TASK TO COMPLETE
Count the lines in the material below that contain the string "tent", treating uppercase and lowercase as different, and give only the number.

DATA SUPPLIED
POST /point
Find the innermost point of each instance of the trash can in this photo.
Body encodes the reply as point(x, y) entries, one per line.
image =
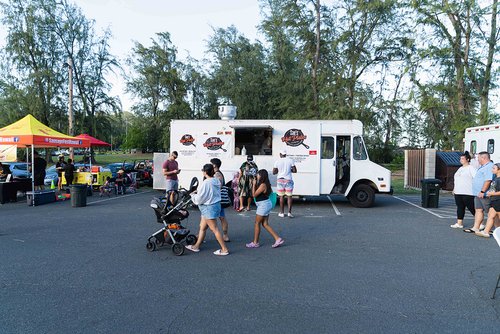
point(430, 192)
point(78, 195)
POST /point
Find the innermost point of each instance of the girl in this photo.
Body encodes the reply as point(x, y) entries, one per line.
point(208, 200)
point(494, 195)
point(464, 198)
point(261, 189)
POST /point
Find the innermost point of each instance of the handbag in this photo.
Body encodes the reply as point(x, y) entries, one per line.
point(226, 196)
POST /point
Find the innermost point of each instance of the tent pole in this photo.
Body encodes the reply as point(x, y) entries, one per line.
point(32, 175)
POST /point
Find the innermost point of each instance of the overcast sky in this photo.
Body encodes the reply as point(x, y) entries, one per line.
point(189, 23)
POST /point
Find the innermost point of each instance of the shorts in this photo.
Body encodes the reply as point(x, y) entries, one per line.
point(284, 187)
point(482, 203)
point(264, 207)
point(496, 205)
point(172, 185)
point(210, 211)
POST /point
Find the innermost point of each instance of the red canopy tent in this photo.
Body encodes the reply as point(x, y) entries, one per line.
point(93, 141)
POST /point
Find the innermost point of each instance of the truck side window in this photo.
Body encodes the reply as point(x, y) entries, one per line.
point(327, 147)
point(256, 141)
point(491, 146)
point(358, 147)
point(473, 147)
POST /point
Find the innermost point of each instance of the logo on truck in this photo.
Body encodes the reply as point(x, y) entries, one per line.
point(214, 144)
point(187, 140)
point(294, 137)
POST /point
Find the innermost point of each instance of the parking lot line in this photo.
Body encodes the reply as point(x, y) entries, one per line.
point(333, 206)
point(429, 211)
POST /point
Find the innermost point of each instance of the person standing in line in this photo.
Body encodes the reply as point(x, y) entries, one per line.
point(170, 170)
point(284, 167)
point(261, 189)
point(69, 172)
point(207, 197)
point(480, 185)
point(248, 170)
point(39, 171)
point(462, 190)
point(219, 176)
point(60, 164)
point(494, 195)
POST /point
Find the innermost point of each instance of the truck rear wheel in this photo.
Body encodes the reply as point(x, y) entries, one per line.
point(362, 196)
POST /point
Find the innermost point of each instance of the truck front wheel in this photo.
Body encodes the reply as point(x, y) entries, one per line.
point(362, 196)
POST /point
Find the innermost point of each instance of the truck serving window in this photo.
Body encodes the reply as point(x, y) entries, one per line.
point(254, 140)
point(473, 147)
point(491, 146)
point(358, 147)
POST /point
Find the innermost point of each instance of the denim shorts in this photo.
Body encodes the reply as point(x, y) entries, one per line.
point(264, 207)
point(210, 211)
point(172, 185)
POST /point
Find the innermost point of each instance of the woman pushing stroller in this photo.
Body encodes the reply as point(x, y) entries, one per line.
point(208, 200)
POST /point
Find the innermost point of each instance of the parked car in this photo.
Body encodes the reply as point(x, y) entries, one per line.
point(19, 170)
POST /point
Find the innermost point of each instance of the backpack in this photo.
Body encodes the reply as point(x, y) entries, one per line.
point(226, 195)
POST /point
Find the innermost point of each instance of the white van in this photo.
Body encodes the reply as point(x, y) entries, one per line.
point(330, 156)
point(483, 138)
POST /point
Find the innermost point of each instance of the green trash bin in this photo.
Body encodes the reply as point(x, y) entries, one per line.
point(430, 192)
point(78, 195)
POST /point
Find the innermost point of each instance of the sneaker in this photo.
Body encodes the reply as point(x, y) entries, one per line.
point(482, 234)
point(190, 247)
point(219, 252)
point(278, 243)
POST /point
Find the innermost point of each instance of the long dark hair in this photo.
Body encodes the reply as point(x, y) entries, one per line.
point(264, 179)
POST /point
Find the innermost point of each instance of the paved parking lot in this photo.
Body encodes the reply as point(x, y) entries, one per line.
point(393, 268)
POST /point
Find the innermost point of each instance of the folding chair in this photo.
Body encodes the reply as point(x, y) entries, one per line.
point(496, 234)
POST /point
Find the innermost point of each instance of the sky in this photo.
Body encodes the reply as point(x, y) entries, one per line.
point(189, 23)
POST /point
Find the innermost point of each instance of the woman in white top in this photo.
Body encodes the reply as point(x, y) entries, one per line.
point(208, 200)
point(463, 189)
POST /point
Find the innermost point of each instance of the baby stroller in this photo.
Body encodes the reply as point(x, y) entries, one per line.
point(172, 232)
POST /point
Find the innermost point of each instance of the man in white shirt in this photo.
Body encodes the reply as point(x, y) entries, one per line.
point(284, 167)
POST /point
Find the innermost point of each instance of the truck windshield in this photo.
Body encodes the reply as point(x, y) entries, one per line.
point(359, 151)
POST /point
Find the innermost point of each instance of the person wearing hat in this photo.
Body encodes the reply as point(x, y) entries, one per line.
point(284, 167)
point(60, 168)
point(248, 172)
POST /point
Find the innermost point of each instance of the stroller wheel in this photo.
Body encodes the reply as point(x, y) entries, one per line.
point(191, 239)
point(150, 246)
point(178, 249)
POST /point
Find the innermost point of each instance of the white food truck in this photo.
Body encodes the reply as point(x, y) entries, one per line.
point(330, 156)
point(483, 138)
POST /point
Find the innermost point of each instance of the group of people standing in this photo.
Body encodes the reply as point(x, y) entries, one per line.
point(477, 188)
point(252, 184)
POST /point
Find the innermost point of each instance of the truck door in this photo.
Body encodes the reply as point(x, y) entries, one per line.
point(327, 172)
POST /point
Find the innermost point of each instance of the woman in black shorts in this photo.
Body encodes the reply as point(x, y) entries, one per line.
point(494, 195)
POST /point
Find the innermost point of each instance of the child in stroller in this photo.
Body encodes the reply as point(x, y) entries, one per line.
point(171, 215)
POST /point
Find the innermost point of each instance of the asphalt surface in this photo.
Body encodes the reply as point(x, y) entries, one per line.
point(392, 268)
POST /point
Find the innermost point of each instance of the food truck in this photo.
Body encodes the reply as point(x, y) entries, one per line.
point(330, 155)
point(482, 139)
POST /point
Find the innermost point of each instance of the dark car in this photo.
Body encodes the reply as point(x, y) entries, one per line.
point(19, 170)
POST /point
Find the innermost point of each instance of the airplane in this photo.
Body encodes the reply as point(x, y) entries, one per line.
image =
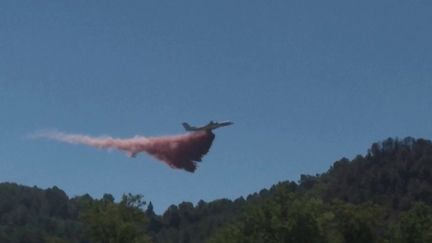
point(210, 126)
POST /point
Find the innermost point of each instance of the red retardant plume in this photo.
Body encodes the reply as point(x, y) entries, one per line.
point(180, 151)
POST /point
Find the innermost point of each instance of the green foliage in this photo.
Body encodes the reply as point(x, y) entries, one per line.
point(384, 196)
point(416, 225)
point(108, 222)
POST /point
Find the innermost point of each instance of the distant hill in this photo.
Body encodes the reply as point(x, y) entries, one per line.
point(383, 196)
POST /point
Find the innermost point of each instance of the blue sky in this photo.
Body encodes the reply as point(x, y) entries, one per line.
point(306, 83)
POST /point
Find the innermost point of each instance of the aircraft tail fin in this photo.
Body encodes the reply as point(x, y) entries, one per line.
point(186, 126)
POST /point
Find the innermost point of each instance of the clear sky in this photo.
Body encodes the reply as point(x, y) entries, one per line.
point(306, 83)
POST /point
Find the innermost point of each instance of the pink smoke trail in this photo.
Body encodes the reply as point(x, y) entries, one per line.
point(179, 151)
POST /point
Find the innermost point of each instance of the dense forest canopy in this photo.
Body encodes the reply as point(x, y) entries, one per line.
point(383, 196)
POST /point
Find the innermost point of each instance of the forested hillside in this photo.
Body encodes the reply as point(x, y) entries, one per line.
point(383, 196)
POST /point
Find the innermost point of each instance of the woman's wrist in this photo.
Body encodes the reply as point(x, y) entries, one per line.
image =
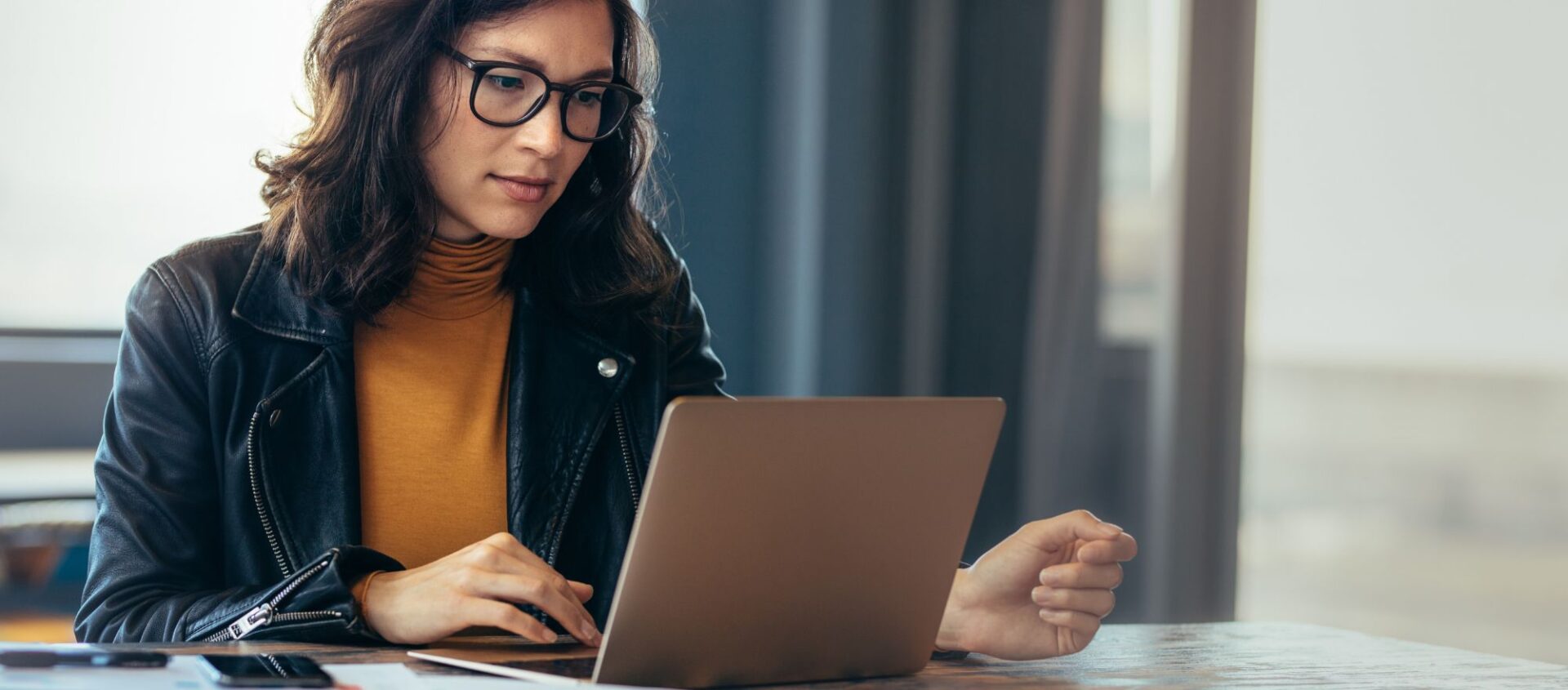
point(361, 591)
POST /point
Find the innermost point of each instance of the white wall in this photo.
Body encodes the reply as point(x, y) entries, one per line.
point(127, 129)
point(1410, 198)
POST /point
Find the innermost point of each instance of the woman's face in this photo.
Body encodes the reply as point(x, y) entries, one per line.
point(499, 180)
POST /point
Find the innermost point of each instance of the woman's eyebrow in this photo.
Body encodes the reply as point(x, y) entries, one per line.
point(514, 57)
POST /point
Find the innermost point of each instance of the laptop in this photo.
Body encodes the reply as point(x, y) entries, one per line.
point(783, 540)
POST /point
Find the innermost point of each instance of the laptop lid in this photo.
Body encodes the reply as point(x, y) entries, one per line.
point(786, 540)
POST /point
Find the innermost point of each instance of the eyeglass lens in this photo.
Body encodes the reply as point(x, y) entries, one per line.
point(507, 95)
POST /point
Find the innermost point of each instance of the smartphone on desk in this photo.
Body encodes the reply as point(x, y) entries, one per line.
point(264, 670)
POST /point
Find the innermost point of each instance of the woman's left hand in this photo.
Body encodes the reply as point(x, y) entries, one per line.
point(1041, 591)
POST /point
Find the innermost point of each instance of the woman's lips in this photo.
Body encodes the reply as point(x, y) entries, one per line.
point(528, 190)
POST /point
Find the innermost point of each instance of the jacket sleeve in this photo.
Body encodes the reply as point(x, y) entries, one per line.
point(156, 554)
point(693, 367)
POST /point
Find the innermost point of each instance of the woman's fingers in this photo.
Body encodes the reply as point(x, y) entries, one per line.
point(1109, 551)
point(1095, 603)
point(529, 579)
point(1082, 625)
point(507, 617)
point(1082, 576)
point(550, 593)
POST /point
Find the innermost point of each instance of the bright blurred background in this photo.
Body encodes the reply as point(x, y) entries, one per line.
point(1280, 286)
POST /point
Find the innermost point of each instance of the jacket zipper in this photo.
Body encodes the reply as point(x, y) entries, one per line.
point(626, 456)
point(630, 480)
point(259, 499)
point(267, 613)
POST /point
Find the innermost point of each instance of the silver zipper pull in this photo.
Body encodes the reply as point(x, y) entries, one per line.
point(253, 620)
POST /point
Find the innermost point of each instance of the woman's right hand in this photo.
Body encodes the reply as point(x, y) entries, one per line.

EXERCISE ANSWER
2